CONSIGNE DE TRAVAIL A ▸
Dans l'extrait sur les incinérateurs, quelle période de latence entre l'exposition et l'apparition d'un cancer a été retenue pour les leucémies ?
CONSIGNE DE TRAVAIL B ▸
Recopiez l'extrait sur les incinérateurs à partir des mots « De plus, selon » jusqu'aux mots « également été réalisée. » inclus.

EXTRAIT SOURCE ▸
+---+

Les résultats définitifs de l’étude menée par l’Institut de veille sanitaire sont connus depuis mars 2008 ; ils sont encore plus inquiétants que les résultats provisoires publiés en 2006.
Cette étude, portant sur 2, 5 millions d’habitants exposés pendant dix ans aux panaches d’incinérateurs, montre une augmentation significative de la prévalence de nombreux cancers du foie, du sein et de lymphomes dans ces zones.
De plus, selon les chercheurs, ces résultats sous-estiment les risques compte tenu des courtes périodes de latence choisies entre l’exposition et l’apparition d’un cancer : cinq ans pour les leucémies et dix ans pour les autres cancers. Il est donc à craindre que le pic d’apparition de cancers ne soit pas encore atteint.
Certes, on pourra objecter que cette étude porte sur une population exposée aux anciens incinérateurs et que, depuis 2002, les valeurs limites d’émission ont considérablement diminué, la mise aux normes de l’ensemble du parc d’incinérateurs ayant également été réalisée.
Il n’en demeure pas moins que cette diminution des normes techniques pour quelques polluants bien identifiés ne suffit pas à nous rassurer totalement : le doute est permis. En effet, des centaines de polluants ne font pas encore l’objet de mesures et, plus inquiétant encore, il existe des « cocktails de molécules », comme les appellent les cancérologues, qui, en se potentialisant les unes les autres, peuvent se transformer en toxiques dangereux.

+---+

ENTRÉES AFFICHÉES ▸
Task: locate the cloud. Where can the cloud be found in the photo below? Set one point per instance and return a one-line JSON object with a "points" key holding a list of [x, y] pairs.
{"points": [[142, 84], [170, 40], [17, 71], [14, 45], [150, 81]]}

+---+

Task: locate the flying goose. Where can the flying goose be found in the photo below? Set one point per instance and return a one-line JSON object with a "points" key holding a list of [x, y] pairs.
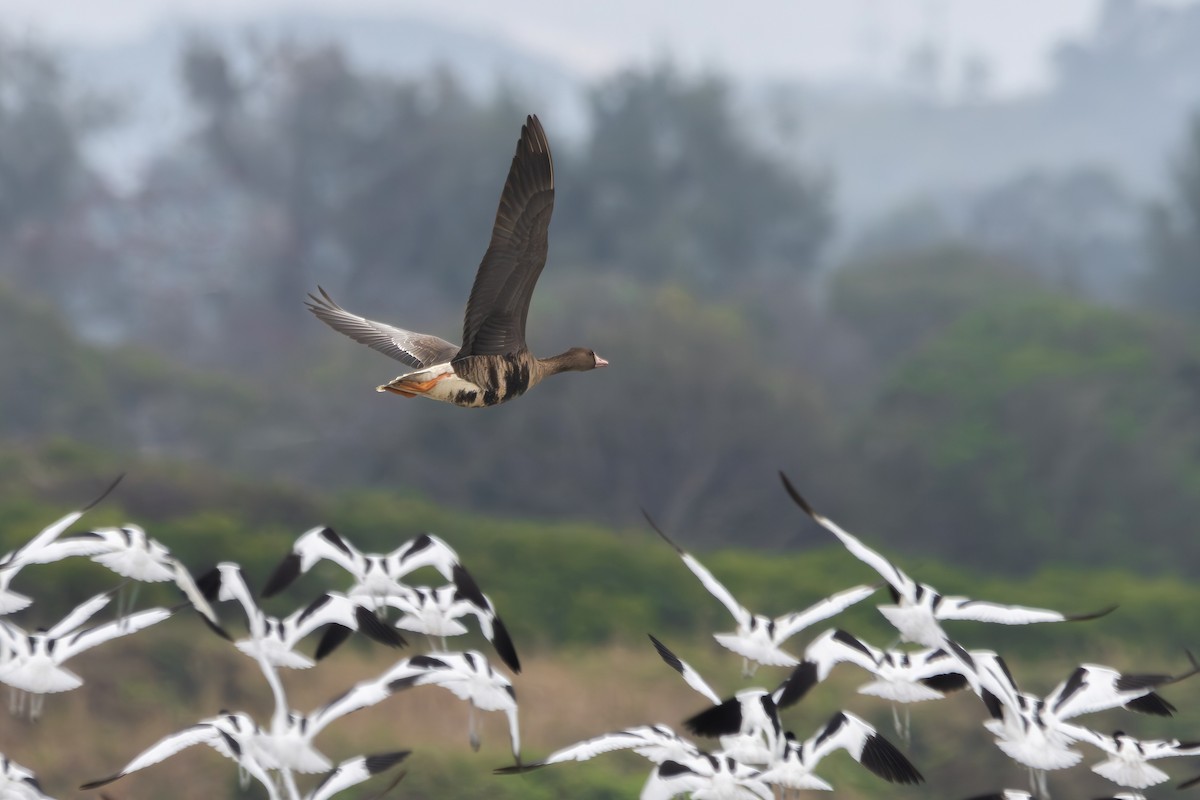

+---+

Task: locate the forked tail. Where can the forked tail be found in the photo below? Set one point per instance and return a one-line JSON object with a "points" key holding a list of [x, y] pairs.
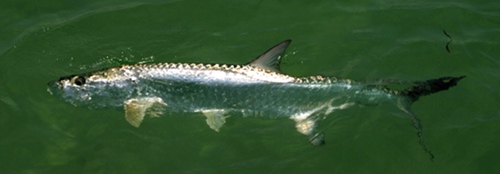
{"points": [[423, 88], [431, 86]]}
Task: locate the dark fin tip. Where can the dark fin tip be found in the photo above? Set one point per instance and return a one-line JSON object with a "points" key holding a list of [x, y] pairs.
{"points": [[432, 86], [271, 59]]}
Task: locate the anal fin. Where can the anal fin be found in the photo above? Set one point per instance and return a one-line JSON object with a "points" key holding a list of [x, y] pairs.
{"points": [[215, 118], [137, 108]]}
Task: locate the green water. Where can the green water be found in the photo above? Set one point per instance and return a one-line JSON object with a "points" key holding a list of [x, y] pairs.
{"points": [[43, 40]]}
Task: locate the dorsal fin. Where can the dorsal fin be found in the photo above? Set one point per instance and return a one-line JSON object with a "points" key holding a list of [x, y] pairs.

+---+

RÉPONSE ATTENDUE A ▸
Cinq ans.

RÉPONSE ATTENDUE B ▸
De plus, selon les chercheurs, ces résultats sous-estiment les risques compte tenu des courtes périodes de latence choisies entre l’exposition et l’apparition d’un cancer : cinq ans pour les leucémies et dix ans pour les autres cancers. Il est donc à craindre que le pic d’apparition de cancers ne soit pas encore atteint.
Certes, on pourra objecter que cette étude porte sur une population exposée aux anciens incinérateurs et que, depuis 2002, les valeurs limites d’émission ont considérablement diminué, la mise aux normes de l’ensemble du parc d’incinérateurs ayant également été réalisée.